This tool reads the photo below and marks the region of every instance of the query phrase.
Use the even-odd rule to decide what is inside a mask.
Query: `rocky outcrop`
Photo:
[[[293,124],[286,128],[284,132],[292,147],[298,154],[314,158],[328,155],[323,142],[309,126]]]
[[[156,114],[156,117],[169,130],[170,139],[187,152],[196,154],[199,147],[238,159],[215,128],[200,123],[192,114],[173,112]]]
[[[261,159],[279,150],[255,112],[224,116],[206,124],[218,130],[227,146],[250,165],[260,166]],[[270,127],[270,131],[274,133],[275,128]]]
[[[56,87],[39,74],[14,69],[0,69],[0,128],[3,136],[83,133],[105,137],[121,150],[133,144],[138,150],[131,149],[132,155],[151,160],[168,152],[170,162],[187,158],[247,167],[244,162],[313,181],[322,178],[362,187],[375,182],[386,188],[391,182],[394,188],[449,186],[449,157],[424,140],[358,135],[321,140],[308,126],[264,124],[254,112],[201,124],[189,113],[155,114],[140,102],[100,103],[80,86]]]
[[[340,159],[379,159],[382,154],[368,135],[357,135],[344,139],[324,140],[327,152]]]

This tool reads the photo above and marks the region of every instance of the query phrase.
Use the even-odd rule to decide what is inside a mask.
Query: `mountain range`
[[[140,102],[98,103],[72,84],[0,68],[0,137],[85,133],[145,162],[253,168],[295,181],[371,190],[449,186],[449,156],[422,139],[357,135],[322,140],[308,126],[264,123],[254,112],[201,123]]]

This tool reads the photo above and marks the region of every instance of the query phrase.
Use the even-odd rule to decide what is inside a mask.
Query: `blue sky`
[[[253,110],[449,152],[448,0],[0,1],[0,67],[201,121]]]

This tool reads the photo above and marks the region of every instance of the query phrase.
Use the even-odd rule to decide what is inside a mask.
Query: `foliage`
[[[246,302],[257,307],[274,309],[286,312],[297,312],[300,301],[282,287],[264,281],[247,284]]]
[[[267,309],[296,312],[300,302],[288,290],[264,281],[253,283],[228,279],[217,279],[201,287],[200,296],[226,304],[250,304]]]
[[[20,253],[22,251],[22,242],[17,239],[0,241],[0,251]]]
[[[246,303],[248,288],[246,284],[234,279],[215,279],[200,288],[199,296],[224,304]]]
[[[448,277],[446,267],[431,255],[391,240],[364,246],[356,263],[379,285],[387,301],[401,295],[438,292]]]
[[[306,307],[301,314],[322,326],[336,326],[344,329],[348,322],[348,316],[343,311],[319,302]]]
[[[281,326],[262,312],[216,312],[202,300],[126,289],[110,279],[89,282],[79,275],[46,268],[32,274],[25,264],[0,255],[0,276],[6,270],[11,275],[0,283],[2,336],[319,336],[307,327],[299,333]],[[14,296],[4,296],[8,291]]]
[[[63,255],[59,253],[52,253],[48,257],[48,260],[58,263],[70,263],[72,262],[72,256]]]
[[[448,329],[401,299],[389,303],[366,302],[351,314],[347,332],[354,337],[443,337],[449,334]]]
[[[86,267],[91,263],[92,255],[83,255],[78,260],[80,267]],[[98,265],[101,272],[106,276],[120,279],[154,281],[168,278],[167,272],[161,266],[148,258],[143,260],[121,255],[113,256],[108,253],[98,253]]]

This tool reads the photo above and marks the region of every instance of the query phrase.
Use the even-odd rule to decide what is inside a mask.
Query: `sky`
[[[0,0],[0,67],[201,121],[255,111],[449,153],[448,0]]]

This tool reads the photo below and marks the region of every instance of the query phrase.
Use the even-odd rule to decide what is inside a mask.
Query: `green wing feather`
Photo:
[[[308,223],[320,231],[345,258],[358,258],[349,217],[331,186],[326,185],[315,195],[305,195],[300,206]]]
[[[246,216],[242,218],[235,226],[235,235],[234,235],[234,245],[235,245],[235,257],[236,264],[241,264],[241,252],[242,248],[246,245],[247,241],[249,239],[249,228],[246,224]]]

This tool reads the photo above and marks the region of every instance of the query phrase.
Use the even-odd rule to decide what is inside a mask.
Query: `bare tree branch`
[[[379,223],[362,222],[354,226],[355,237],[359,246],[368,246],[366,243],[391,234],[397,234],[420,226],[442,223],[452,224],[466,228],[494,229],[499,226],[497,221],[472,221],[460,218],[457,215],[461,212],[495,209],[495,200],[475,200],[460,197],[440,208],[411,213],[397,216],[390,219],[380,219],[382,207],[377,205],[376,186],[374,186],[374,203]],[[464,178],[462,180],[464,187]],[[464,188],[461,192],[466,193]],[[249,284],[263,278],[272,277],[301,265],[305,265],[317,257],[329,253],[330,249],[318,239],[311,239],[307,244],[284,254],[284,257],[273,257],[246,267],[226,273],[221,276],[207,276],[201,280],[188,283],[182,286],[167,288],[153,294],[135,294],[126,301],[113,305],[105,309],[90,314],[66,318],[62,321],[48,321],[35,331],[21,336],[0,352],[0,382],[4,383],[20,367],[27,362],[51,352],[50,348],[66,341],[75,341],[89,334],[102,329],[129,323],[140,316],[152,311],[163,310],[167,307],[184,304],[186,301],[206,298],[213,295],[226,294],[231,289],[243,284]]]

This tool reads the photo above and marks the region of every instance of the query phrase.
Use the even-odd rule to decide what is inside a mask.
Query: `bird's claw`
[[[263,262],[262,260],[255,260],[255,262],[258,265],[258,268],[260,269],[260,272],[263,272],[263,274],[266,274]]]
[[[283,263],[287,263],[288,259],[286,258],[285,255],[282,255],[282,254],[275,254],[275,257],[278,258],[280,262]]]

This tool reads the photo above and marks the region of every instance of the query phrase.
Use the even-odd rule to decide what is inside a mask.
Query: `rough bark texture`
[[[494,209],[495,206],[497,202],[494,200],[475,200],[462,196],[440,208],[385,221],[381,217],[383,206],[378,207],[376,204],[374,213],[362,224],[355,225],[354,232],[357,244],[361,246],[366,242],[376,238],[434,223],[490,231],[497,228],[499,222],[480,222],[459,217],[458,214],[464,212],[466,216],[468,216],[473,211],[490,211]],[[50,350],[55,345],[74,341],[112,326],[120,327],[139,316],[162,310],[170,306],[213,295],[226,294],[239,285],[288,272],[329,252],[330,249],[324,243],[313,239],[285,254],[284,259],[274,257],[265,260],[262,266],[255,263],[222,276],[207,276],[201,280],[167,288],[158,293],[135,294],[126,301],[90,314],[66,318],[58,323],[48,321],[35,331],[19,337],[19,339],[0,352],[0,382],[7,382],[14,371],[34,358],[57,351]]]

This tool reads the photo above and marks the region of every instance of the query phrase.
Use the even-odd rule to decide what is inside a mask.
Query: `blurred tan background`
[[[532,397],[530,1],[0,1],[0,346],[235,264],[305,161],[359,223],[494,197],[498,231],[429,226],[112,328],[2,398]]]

--------

▸ Exercise instructions
Render the material from its first line up to and including the line with "[[[253,110],[449,152],[448,0],[0,1],[0,67],[201,121]]]" as a JSON list of strings, one string per line, omitting blank lines.

▸ Full answer
[
  "This tool reads the photo below and marks the region of every instance of the query phrase.",
  "Use the even-odd rule to decide what is inside a mask.",
  "Query: `rocky outcrop`",
  "Photo:",
  "[[[293,124],[286,128],[284,132],[292,147],[298,154],[314,158],[328,155],[323,142],[309,126]]]",
  "[[[156,114],[156,117],[169,130],[170,139],[187,152],[196,154],[199,147],[238,159],[215,128],[200,123],[192,114],[173,112]]]",
  "[[[261,159],[279,150],[255,112],[224,116],[206,124],[218,130],[227,146],[250,165],[260,166]],[[270,127],[270,131],[274,133],[275,128]]]",
  "[[[56,87],[39,74],[14,69],[0,69],[0,128],[3,136],[83,133],[105,137],[121,150],[133,144],[138,150],[131,149],[132,155],[151,160],[168,152],[170,162],[187,158],[247,167],[244,162],[313,181],[322,178],[362,187],[375,182],[386,188],[391,182],[394,188],[449,186],[449,157],[424,140],[358,135],[321,140],[308,126],[264,124],[254,112],[201,124],[189,113],[155,114],[140,102],[100,103],[80,86]]]",
  "[[[340,159],[379,159],[382,154],[368,135],[357,135],[344,139],[324,140],[327,152]]]",
  "This tool reads the photo above and marks the region of every instance of the query phrase.",
  "Use the even-odd rule to decide what is inside a mask.",
  "Query: `mountain range`",
  "[[[140,102],[98,103],[72,84],[0,68],[0,137],[85,133],[145,162],[253,168],[295,181],[371,190],[449,186],[449,156],[422,139],[357,135],[322,140],[308,126],[264,123],[254,112],[201,123]]]",
  "This tool reads the photo above and marks the region of every instance of the query phrase.",
  "Use the even-odd rule to decide what is inside a mask.",
  "Query: `blue sky`",
  "[[[253,110],[449,152],[448,0],[0,1],[0,67],[201,121]]]"
]